> Work item:
Copy every one of the records below character for character, changing nothing.

-- Records for the exercise follows --

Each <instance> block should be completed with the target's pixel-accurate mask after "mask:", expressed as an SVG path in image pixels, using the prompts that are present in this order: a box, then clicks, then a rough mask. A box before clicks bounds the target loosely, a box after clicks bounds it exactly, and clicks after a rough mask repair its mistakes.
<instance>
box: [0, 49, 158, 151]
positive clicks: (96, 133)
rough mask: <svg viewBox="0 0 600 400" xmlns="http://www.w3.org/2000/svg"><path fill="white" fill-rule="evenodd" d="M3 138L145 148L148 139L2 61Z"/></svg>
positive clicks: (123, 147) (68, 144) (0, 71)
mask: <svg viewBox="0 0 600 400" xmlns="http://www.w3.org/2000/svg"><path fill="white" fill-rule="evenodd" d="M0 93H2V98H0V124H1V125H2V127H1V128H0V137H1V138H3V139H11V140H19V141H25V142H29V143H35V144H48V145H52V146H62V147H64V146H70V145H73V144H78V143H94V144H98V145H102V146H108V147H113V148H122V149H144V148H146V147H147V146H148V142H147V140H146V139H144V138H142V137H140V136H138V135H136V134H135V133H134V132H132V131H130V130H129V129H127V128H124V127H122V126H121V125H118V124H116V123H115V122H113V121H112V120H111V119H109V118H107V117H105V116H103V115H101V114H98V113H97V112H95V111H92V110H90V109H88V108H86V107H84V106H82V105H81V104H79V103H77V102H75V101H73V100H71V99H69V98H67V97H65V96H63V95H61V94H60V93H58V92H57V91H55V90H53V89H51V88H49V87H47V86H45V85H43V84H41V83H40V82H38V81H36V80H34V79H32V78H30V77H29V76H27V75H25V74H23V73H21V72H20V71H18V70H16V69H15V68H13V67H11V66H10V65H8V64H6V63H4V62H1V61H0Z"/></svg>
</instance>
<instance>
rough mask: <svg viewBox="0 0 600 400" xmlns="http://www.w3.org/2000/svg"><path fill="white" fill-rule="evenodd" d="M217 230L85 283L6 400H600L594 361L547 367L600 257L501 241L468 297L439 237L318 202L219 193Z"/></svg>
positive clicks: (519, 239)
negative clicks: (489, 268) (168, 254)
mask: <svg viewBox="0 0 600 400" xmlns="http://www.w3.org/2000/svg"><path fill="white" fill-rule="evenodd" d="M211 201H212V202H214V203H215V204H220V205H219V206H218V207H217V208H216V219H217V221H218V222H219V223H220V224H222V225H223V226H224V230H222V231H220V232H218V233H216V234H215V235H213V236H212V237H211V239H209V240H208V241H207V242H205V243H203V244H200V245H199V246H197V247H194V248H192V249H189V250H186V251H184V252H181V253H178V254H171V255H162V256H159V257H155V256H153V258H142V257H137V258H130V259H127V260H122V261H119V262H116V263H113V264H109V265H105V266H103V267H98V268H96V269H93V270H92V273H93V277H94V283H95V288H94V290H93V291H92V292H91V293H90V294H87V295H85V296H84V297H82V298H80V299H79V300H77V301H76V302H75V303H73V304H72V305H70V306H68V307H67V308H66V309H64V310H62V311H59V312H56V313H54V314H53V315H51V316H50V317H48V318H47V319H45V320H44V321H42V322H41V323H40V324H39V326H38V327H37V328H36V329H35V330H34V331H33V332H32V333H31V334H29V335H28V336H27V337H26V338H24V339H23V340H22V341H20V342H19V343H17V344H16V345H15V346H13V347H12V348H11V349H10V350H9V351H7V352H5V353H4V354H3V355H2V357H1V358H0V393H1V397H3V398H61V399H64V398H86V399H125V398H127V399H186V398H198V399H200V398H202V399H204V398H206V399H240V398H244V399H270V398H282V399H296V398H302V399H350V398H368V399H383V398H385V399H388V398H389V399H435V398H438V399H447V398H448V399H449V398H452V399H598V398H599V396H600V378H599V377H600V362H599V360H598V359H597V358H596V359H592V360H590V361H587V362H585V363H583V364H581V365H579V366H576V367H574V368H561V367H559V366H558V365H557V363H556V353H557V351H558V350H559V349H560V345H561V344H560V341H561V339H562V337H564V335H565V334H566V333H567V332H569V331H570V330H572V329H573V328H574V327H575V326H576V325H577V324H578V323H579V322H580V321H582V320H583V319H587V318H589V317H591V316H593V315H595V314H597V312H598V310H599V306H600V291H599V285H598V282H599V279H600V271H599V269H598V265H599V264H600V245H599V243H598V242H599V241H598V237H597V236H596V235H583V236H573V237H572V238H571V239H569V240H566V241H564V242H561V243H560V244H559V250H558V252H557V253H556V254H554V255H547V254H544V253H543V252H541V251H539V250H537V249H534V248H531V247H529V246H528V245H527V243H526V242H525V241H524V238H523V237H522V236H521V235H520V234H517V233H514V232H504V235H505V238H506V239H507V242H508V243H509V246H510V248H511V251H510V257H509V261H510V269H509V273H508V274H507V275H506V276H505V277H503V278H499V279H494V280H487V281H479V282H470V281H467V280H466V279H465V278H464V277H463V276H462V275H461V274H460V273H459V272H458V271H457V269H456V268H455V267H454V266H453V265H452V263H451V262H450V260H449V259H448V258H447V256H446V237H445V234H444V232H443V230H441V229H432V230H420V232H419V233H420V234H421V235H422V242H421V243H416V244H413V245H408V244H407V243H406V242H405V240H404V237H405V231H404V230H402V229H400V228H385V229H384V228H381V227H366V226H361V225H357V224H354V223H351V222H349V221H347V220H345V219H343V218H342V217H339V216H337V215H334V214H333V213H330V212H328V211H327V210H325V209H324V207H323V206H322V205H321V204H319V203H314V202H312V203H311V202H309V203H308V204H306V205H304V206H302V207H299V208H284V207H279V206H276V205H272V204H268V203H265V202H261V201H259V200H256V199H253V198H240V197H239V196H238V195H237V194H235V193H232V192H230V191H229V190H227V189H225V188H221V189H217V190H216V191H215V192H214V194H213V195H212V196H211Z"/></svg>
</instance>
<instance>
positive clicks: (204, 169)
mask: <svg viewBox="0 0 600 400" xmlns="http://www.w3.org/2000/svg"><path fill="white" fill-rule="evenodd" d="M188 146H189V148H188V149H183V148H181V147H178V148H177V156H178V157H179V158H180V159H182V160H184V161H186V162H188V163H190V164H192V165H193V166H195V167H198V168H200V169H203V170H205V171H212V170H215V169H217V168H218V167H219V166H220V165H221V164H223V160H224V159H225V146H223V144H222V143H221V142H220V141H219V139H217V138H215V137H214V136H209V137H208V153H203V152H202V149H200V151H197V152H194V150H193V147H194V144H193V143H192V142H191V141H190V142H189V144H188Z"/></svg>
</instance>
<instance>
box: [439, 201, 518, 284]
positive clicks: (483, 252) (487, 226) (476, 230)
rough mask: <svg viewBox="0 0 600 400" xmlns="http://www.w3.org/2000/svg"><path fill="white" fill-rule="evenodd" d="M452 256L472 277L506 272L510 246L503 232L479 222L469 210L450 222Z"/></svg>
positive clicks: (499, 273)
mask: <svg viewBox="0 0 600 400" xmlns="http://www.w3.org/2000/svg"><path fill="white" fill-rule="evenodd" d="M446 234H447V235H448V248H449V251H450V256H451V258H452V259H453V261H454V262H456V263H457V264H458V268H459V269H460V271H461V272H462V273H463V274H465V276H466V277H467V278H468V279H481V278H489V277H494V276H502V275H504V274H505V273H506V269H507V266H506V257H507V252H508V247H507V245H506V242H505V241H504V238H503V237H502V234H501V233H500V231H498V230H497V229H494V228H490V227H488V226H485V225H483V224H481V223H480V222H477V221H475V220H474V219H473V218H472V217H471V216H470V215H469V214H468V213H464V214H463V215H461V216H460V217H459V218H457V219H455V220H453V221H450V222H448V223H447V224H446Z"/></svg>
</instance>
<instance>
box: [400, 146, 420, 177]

-- Records for the exercise concluded --

> Solution to the problem:
Each <instance> block should be completed with the target's pixel-accurate mask after "mask:", expressed as an SVG path in image pixels, using the prompts that are present in this order: a box, then clicks, then a rough mask. A box before clicks bounds the target loosely, a box after clicks bounds it exactly, and clicks after a rough mask repair its mistakes.
<instance>
box: [0, 49, 158, 151]
positive clicks: (96, 133)
rough mask: <svg viewBox="0 0 600 400" xmlns="http://www.w3.org/2000/svg"><path fill="white" fill-rule="evenodd" d="M3 138L145 148L148 139L2 61Z"/></svg>
positive clicks: (123, 147) (68, 144) (0, 71)
mask: <svg viewBox="0 0 600 400" xmlns="http://www.w3.org/2000/svg"><path fill="white" fill-rule="evenodd" d="M0 93H2V98H0V124H1V125H2V127H1V128H0V137H1V138H3V139H11V140H19V141H25V142H29V143H35V144H48V145H52V146H62V147H64V146H70V145H73V144H78V143H94V144H98V145H102V146H108V147H113V148H122V149H144V148H146V147H147V146H148V142H147V140H146V139H144V138H142V137H140V136H138V135H136V134H135V133H134V132H132V131H130V130H129V129H127V128H124V127H122V126H121V125H118V124H116V123H115V122H113V121H112V120H111V119H109V118H107V117H105V116H103V115H101V114H98V113H97V112H95V111H92V110H90V109H88V108H86V107H84V106H82V105H81V104H79V103H77V102H75V101H73V100H71V99H69V98H67V97H65V96H63V95H61V94H60V93H58V92H57V91H55V90H53V89H51V88H49V87H47V86H45V85H43V84H41V83H40V82H38V81H36V80H34V79H32V78H30V77H29V76H27V75H25V74H23V73H21V72H20V71H18V70H16V69H15V68H13V67H11V66H10V65H8V64H6V63H4V62H1V61H0Z"/></svg>
</instance>
<instance>
rough mask: <svg viewBox="0 0 600 400" xmlns="http://www.w3.org/2000/svg"><path fill="white" fill-rule="evenodd" d="M217 230L85 283L6 400H600L594 361L547 367L600 257L501 241L468 297L439 237L318 202L219 193Z"/></svg>
positive clicks: (519, 239)
negative clicks: (489, 268) (168, 254)
mask: <svg viewBox="0 0 600 400" xmlns="http://www.w3.org/2000/svg"><path fill="white" fill-rule="evenodd" d="M211 201H212V202H214V203H215V204H220V205H219V206H218V207H217V208H216V219H217V221H218V222H219V223H220V224H222V225H223V226H224V230H222V231H220V232H218V233H216V234H215V235H213V236H212V237H211V239H209V240H208V241H207V242H205V243H203V244H200V245H199V246H197V247H194V248H192V249H189V250H186V251H184V252H181V253H178V254H171V255H162V256H159V257H155V256H153V258H142V257H137V258H130V259H127V260H122V261H119V262H116V263H113V264H109V265H105V266H103V267H98V268H96V269H93V270H92V273H93V277H94V283H95V288H94V290H93V291H92V292H91V293H90V294H87V295H85V296H84V297H82V298H80V299H79V300H77V301H76V302H75V303H73V304H72V305H70V306H68V307H67V308H66V309H64V310H62V311H59V312H56V313H54V314H53V315H51V316H50V317H48V318H47V319H45V320H44V321H42V322H41V323H40V324H39V326H38V327H37V328H36V329H35V330H34V331H33V332H32V333H31V334H29V335H28V336H27V337H26V338H24V339H23V340H22V341H20V342H19V343H17V344H16V345H15V346H13V347H12V348H11V349H10V350H9V351H7V352H5V353H4V354H3V355H2V357H1V358H0V393H1V397H3V398H61V399H64V398H86V399H125V398H127V399H186V398H198V399H200V398H202V399H204V398H206V399H240V398H244V399H270V398H282V399H296V398H302V399H350V398H368V399H383V398H385V399H388V398H389V399H435V398H438V399H447V398H448V399H449V398H452V399H598V398H599V396H600V378H599V377H600V362H599V360H598V359H597V358H596V359H592V360H590V361H587V362H585V363H583V364H581V365H579V366H576V367H574V368H561V367H559V366H558V365H557V363H556V353H557V351H558V350H559V349H560V345H561V344H560V341H561V339H562V337H564V335H565V334H566V333H567V332H569V331H570V330H572V329H573V328H574V327H575V326H576V325H577V324H578V323H579V322H580V321H582V320H583V319H587V318H589V317H591V316H593V315H595V314H597V312H598V310H599V306H600V291H599V285H598V282H599V279H600V271H599V269H598V265H599V264H600V245H599V243H598V242H599V241H598V237H597V236H596V235H583V236H573V237H572V238H571V239H569V240H566V241H564V242H561V243H560V244H559V250H558V252H557V253H556V254H554V255H547V254H544V253H543V252H541V251H539V250H537V249H534V248H531V247H529V246H528V245H527V243H526V242H525V241H524V238H523V237H522V236H521V235H520V234H517V233H514V232H504V235H505V238H506V239H507V242H508V243H509V246H510V248H511V251H510V257H509V261H510V269H509V273H508V274H507V275H506V276H505V277H503V278H499V279H494V280H487V281H479V282H470V281H467V280H466V279H465V278H464V277H463V276H462V275H461V274H460V273H459V272H458V271H457V269H456V268H455V267H454V266H453V265H452V263H451V262H450V260H449V259H448V258H447V256H446V237H445V234H444V232H443V230H441V229H432V230H420V232H419V233H420V234H421V235H422V242H421V243H416V244H413V245H408V244H407V243H406V242H405V240H404V237H405V231H404V230H402V229H400V228H385V229H384V228H381V227H366V226H361V225H357V224H354V223H351V222H349V221H347V220H345V219H343V218H342V217H339V216H337V215H334V214H333V213H330V212H328V211H327V210H325V209H324V207H323V206H322V205H321V204H319V203H314V202H312V203H311V202H309V203H308V204H306V205H304V206H302V207H299V208H284V207H279V206H276V205H272V204H268V203H265V202H261V201H259V200H256V199H253V198H240V197H239V196H238V195H237V194H235V193H232V192H230V191H229V190H227V189H225V188H221V189H217V190H216V191H215V192H214V194H213V195H212V196H211Z"/></svg>
</instance>
<instance>
positive clicks: (204, 169)
mask: <svg viewBox="0 0 600 400" xmlns="http://www.w3.org/2000/svg"><path fill="white" fill-rule="evenodd" d="M188 146H189V148H188V149H183V148H181V147H178V148H177V156H178V157H179V158H180V159H182V160H184V161H186V162H188V163H190V164H192V165H193V166H195V167H198V168H200V169H203V170H205V171H212V170H215V169H217V168H218V167H219V166H220V165H221V164H223V160H224V159H225V146H223V144H222V143H221V142H220V141H219V139H217V138H215V137H214V136H209V137H208V153H203V152H202V149H200V151H197V152H194V150H193V147H194V144H193V143H192V142H191V141H190V142H189V144H188Z"/></svg>
</instance>
<instance>
box: [439, 201, 518, 284]
positive clicks: (483, 252) (487, 226) (476, 230)
rough mask: <svg viewBox="0 0 600 400" xmlns="http://www.w3.org/2000/svg"><path fill="white" fill-rule="evenodd" d="M452 256L472 277L506 272L510 246L503 232L479 222L469 210L450 222Z"/></svg>
positive clicks: (499, 273)
mask: <svg viewBox="0 0 600 400" xmlns="http://www.w3.org/2000/svg"><path fill="white" fill-rule="evenodd" d="M446 234H447V235H448V248H449V251H450V256H451V258H452V259H453V261H454V262H456V263H457V264H458V268H459V269H460V271H461V272H462V273H463V274H465V276H466V277H467V278H468V279H481V278H489V277H494V276H502V275H504V274H505V273H506V269H507V266H506V257H507V252H508V247H507V245H506V242H505V241H504V238H503V237H502V234H501V233H500V231H498V230H497V229H494V228H490V227H488V226H485V225H483V224H481V223H480V222H477V221H475V220H474V219H473V218H472V217H471V216H470V215H469V214H468V213H464V214H463V215H461V216H460V217H459V218H457V219H455V220H453V221H450V222H448V223H447V224H446Z"/></svg>
</instance>
<instance>
box: [400, 146, 420, 177]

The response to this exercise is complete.